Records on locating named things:
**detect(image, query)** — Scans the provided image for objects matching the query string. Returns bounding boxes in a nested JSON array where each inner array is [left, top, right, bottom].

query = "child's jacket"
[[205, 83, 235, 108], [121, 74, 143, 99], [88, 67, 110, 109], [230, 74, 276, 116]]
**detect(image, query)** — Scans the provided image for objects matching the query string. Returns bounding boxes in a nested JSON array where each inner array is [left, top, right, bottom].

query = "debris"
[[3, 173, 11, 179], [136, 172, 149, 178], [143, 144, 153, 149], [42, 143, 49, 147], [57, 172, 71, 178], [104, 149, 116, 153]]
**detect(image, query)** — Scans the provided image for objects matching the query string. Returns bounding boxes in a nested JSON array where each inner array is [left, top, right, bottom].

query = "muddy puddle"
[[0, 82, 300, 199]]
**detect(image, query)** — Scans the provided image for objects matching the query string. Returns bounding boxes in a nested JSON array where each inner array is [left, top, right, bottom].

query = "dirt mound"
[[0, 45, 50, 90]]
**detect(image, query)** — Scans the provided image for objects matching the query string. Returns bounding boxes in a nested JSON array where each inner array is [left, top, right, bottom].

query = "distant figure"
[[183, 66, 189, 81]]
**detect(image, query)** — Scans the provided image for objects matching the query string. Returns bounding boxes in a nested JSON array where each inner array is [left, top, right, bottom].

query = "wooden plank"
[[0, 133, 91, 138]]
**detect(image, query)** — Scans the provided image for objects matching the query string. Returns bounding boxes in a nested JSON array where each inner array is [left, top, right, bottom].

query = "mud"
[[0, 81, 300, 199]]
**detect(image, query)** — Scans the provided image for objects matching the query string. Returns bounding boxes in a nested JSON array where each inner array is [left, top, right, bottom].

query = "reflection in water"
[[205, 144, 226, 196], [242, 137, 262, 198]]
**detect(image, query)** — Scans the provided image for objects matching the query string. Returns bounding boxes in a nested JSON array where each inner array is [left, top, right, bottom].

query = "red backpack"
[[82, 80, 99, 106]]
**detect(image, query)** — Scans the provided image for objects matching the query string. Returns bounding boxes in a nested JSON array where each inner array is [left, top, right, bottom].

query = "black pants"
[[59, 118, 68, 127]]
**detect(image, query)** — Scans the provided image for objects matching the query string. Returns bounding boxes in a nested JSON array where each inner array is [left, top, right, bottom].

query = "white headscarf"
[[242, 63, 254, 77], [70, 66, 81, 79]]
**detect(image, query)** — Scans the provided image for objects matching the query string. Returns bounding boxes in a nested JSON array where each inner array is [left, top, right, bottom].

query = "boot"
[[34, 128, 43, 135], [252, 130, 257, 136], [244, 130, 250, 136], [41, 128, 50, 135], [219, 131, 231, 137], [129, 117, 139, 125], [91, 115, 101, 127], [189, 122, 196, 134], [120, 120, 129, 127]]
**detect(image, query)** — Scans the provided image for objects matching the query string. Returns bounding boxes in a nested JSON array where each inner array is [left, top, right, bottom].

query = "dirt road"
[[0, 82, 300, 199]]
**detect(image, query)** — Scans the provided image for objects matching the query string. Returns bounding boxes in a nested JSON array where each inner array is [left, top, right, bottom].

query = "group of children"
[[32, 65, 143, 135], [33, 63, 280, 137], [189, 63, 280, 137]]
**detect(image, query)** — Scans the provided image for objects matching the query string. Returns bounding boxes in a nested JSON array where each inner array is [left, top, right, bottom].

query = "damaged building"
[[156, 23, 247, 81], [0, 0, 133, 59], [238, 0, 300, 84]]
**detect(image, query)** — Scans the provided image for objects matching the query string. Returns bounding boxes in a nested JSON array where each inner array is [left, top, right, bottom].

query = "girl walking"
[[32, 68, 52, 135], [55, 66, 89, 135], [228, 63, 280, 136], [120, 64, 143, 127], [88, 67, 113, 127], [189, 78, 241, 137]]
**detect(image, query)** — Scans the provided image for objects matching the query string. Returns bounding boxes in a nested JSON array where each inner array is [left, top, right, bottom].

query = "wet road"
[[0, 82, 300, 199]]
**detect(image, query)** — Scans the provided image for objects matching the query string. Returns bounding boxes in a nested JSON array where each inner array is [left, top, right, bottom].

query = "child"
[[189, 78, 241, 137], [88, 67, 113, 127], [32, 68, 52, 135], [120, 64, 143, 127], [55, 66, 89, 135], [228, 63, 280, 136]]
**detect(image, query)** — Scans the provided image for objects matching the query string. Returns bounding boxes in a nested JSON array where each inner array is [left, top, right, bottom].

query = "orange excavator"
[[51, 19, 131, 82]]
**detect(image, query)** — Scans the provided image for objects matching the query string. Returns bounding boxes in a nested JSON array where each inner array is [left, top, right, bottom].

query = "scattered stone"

§ Objective: Recast all the records above as a numbered list of their lines, leaving out the blank lines.

§ Completed exercise:
1. **detect(image, query)** — Scans the provided image for objects matching the query string. Returns bounding boxes in a nested JSON array where each inner array is [left, top, right, bottom].
2. query = "child's jacket"
3. [[205, 83, 235, 108], [121, 74, 143, 99], [88, 67, 110, 109], [230, 74, 276, 116]]
4. **detect(image, query)** — Scans the provided image for objects matching the query string. Returns bounding boxes in a nested JSON array where each inner array is [left, top, right, bottom].
5. query = "debris"
6. [[3, 173, 11, 179], [136, 172, 149, 178], [143, 144, 153, 149], [42, 143, 49, 147], [57, 172, 71, 178], [104, 149, 116, 153]]
7. **detect(image, query)** — Scans the provided image for objects matching the query string. Returns bounding boxes in a nested JSON array where each inner array is [left, top, right, bottom].
8. query = "muddy puddle"
9. [[0, 82, 300, 199]]
10. **detect(image, query)** — Scans the provided image for objects matching the query string. Returns bounding boxes in a nested JSON array where each inner array is [left, top, right, bottom].
11. query = "dirt mound"
12. [[0, 45, 50, 90]]
13. **detect(image, query)** — Scans the provided image for objects matching the query string. Returns bounding boxes in a nested JSON array where each inner array is [left, top, right, bottom].
14. query = "distant figure"
15. [[183, 66, 189, 81]]
16. **detect(image, query)** — Scans the provided image for objects matching the query string. Returns bounding boxes in a nested JSON array where each inner array is [left, top, right, bottom].
17. query = "wooden plank"
18. [[0, 133, 91, 138]]
19. **detect(image, query)** — Scans the provided image for objects matching the query string. Returns bounding boxes in a nested JSON array where each inner array is [left, top, right, bottom].
20. query = "mud"
21. [[0, 81, 300, 199]]
22. **detect(image, query)** — Scans the provided image for objects matching the query string. Returns bounding boxes in a nested JSON array where each inner array is [left, top, right, bottom].
23. query = "reflection in water"
24. [[205, 144, 226, 196], [242, 137, 262, 198]]
25. **detect(image, query)** — Scans the provided image for objects matching the query string. Returns bounding boxes in a nested JSON array where each inner array is [left, top, right, bottom].
26. query = "red backpack"
27. [[82, 80, 99, 106]]
28. **detect(image, query)** — Scans the provided image for objects matching the query string. Returns bounding boxes in a nested JSON array where each inner array is [left, top, right, bottom].
29. query = "black pants"
30. [[59, 118, 68, 127]]
31. **detect(image, query)** — Scans the provided image for objects matching the query string. Returns bounding boxes in a nested JSON array where each inner array is [left, top, right, bottom].
32. query = "white headscarf"
33. [[242, 63, 254, 77], [70, 66, 81, 79]]
34. **detect(image, query)** — Scans the provided image for objects matching the query string. Returns bounding boxes in a nested JSON array where each inner array is [left, top, right, bottom].
35. query = "boot"
36. [[34, 128, 43, 135], [252, 130, 257, 136], [244, 130, 250, 136], [41, 128, 50, 135], [219, 131, 231, 137], [129, 117, 139, 125], [91, 115, 101, 127], [189, 122, 196, 134], [120, 120, 129, 127]]
37. **detect(image, query)** — Scans the provided image for objects matching the query string. Returns bounding boxes in a nested JSON array where each inner array is [left, top, right, bottom].
38. query = "dirt road"
39. [[0, 82, 300, 199]]
40. **detect(image, query)** — Scans the provided image for objects matching the query string. Returns bounding boxes in a nested JSON array where each inner array is [left, top, right, bottom].
41. query = "group of children"
42. [[32, 65, 143, 135], [33, 63, 280, 137], [189, 63, 280, 137]]
43. **detect(image, query)** — Scans the provided image for objects matching the query string. Returns bounding boxes in a nested JSON array where each inner array is [left, top, right, bottom].
44. query = "damaged building"
45. [[156, 23, 247, 81], [0, 0, 133, 59], [238, 0, 300, 84]]
46. **detect(image, query)** — Scans the provided image for objects matching the query string. Returns bounding boxes in a nested JSON array where each inner array is [left, top, right, bottom].
47. query = "girl walking"
48. [[32, 68, 52, 135], [55, 66, 89, 135], [228, 63, 280, 136], [120, 64, 143, 127], [88, 67, 113, 127], [189, 78, 241, 137]]
49. **detect(image, query)** — Scans the provided image for objects matching the query string. Returns bounding boxes in a nested JSON array where each inner array is [left, top, right, bottom].
50. query = "wet road"
51. [[0, 82, 300, 199]]
52. **detect(image, query)** — Scans the provided image for objects matching the query string. Returns bounding boxes in a nested JSON array where each inner array is [left, top, right, bottom].
53. query = "child"
54. [[189, 78, 241, 137], [88, 67, 113, 127], [32, 68, 52, 135], [120, 64, 143, 127], [55, 66, 89, 135], [228, 63, 280, 136]]
55. **detect(image, query)** — Scans the provided image for objects matching the query string. Returns bounding boxes in a nested JSON array where each inner array is [left, top, right, bottom].
56. query = "orange excavator"
57. [[51, 19, 131, 82]]
58. **detect(image, query)** — Scans the provided image for objects matching the query string. Returns bounding boxes in a nested JSON array where each inner array is [left, top, right, bottom].
59. query = "scattered stone"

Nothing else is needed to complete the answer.